Exercise aim
Render all of the rows below as one numbered list, one line per item, with blank lines and pictures left out.

Supplied records
━━━━━━━━━━━━━━━━━━━━━━━━━━━━━━
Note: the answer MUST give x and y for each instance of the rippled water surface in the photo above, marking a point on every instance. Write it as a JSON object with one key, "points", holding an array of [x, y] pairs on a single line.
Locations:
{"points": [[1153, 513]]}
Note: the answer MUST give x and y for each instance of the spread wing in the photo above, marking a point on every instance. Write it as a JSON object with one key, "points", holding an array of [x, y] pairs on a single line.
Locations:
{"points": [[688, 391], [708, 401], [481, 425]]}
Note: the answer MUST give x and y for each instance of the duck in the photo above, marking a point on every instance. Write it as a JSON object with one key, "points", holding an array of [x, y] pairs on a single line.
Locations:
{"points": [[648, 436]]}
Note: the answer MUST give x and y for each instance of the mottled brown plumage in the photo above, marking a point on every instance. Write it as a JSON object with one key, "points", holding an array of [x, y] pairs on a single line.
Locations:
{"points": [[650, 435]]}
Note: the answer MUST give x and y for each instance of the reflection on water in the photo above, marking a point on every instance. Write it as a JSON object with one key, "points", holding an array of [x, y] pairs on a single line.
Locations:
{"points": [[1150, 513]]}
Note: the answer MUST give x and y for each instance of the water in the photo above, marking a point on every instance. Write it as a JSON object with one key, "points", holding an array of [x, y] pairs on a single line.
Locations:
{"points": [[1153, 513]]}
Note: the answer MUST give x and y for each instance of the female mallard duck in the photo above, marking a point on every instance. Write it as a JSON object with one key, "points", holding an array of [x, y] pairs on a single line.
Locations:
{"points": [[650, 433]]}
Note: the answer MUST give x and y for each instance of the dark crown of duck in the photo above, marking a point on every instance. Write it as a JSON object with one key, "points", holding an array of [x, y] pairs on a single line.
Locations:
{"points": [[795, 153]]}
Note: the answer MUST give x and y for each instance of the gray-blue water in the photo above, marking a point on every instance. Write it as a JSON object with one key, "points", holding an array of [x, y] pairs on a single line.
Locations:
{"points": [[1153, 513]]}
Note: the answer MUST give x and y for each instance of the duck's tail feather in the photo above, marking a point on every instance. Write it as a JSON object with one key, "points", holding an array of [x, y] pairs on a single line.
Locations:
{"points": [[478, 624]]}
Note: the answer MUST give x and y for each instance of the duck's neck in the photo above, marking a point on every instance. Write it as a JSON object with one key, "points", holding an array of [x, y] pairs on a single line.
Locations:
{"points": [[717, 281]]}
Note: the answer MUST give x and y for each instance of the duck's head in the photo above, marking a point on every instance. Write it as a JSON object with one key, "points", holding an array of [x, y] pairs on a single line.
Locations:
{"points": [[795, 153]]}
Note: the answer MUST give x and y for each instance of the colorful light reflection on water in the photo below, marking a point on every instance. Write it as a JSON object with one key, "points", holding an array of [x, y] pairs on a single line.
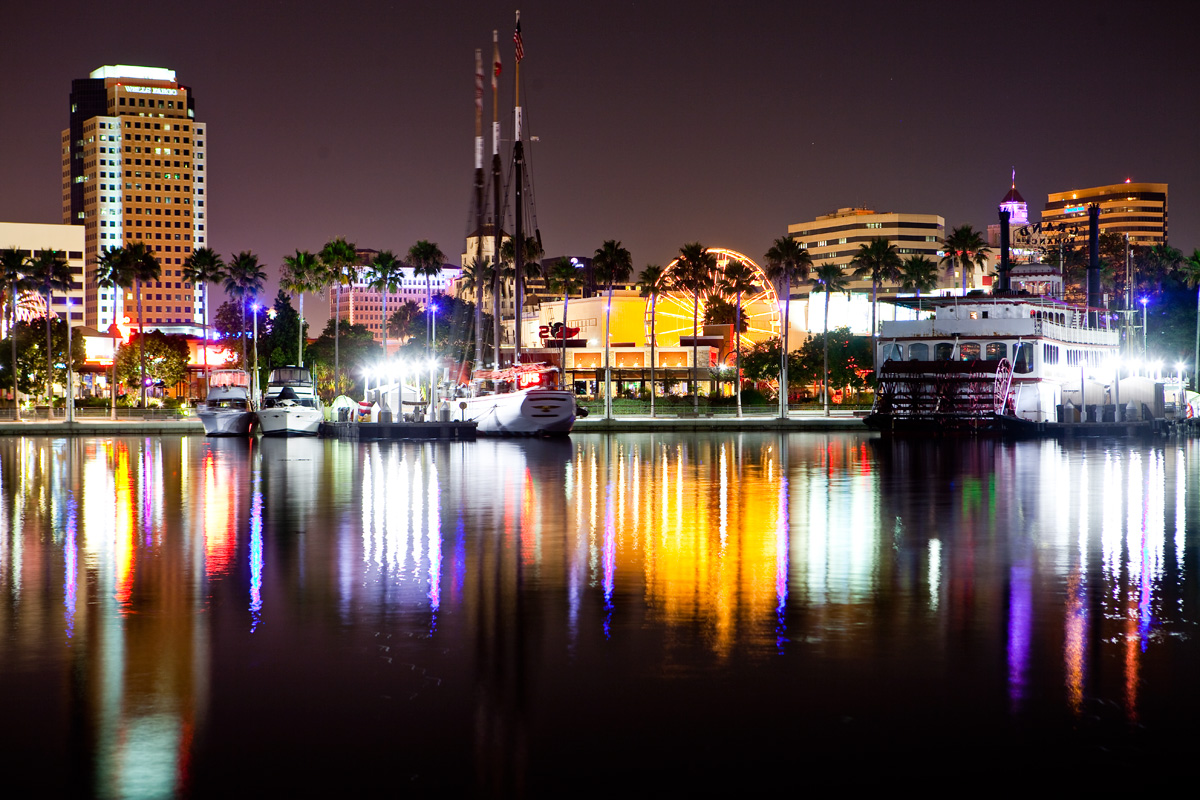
━━━━━━━━━━━━━━━━━━━━━━━━━━━━━━
Solution for this task
1. Note: the answer MUST give x and y for each instance of the rippled water surface in the photo above, marking a point on every instance. Write it as a JSON object with one key, "points", holding an array of [x, y] pairs on a single line.
2. Locations:
3. {"points": [[1153, 513]]}
4. Note: the answer MUST give x and y for each instance of the spread wing in the photo above, marking a point on every instance. Write it as a JSON object with one key, "points", holding an array of [x, y] pairs on a single line.
5. Locations:
6. {"points": [[688, 391], [708, 401], [481, 425]]}
7. Note: the answer MUST give x and y for each instance of the duck in the photo above, marking a point on every instance. Write it as a JSON object with one key, "points", holding an array of [x, y] pairs on a single line.
8. Locations:
9. {"points": [[648, 436]]}
10. Note: the answer MUST give x and y for each instance of the mottled brown plumage in the photo above, marking a point on every instance. Write it as a JSON object with one key, "points", holding an array of [x, y] pairs on a single line.
11. Locations:
12. {"points": [[650, 435]]}
13. Note: the answer MUST give x and y for each instance of the reflection on water in the photo above, marking a point on every instance. Write it as a JSON object with one key, "points", holding an array of [x, y] pairs on a single line.
14. Locations:
15. {"points": [[1150, 513]]}
16. Note: the answer MUST give x and y for each instance of the water in the photo above, marking a point on every instance. Write it as a JSON object with one key, "points", holding an array of [x, y] pairs on a single line.
17. Locations:
18. {"points": [[1153, 513]]}
19. Note: the answer MUST give x and y for each instance of the female mallard duck in the photo above, marking a point on every instance. Write it as a JSON object with one key, "points", holding an array of [x, y] pairs on a single line.
20. Locations:
21. {"points": [[650, 433]]}
22. Note: the answer MUST give x and y for each instance of the dark crown of duck in the photo above, marking a point on every instance. Write it as a JSON object with one key, "points", holding an array of [x, y] pairs on a single line.
23. Locations:
24. {"points": [[795, 153]]}
25. Note: the answer MUST give x and y for each instance of the gray-blue water in the photo above, marking a point on every instance. Write it as a JSON object with one key, "points", holding an array of [x, y] pairs on a single line.
26. Locations:
27. {"points": [[1153, 513]]}
28. Note: the answer MUST give x and y for each instance of the duck's tail feather in the photo above, marking a point on every instance. Write it as a JSON object with one key, "points", holding an array of [x, y] pairs on a single line.
29. Locations:
30. {"points": [[478, 624]]}
31. Note: the answer MUST give x and y for each instance of the duck's neck in the photo above, marking a point on every instance. Write it as a JSON object with one key, "points", holding an array of [x, y] pairs on a single line.
32. Locations:
33. {"points": [[717, 281]]}
34. Note: the answer MUST give x and y for each instance of the duck's head in the photo above, marking a point on every instance. Write it as a JSON object with one key, "points", holding an array of [x, y] pairs on a single line.
35. Locations:
36. {"points": [[795, 153]]}
37. Note: the answer MUST give x and y for each instance of the colorful light reflection on water in the photo below, marking a point on every instance. Write it as a JSON object with one key, "points", holding an array of [x, y] pairs on a single line.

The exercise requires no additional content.